(THE PROBLEM): Please format the data below as a JSON list of strings, with one string per line, covering everything from the line containing "Q: For each instance of the tennis" down to the line containing "x=762 y=513". Leave out blank lines.

(Data items)
-- -- --
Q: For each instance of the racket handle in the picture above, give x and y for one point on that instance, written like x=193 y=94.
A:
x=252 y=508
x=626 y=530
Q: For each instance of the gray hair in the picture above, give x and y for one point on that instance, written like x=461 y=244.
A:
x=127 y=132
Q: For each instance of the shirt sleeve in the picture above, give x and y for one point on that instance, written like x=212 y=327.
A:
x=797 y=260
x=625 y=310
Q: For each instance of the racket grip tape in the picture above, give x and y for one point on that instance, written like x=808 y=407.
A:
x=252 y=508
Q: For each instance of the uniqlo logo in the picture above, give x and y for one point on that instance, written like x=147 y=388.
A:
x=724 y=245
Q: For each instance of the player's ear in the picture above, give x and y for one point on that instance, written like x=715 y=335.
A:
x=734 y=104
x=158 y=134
-- -- --
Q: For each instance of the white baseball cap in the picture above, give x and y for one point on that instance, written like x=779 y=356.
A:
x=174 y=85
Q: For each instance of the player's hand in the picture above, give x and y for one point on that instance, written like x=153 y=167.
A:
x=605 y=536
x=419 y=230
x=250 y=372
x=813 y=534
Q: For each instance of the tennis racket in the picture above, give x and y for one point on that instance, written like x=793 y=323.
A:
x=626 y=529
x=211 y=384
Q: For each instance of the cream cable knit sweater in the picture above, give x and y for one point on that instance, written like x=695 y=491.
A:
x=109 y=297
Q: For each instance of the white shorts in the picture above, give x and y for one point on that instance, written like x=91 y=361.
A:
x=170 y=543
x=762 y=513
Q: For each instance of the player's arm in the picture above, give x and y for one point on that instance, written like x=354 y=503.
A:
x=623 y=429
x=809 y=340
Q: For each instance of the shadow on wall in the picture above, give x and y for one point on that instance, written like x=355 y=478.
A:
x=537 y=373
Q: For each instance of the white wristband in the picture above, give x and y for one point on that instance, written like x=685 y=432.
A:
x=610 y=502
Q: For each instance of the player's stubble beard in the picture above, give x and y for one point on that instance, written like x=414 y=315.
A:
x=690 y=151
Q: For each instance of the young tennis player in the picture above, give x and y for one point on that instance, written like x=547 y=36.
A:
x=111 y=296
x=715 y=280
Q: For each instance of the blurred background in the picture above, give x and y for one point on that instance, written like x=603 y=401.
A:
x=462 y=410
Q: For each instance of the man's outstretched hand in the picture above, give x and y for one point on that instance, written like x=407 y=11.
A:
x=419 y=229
-- -- --
(FINAL RESULT):
[
  "Q: For each instance of the tennis racket in the picture above, give x and y for one point on that instance, written like x=793 y=323.",
  "A:",
  "x=626 y=529",
  "x=211 y=384",
  "Q: For each instance of the cream cable knit sweater in the picture above, give x and y for one point on that instance, written like x=695 y=491.",
  "A:",
  "x=109 y=297",
  "Q: For each instance of the white shorts in the picture above, give x and y for one point on that instance, written like x=91 y=361.",
  "A:",
  "x=170 y=543",
  "x=762 y=513"
]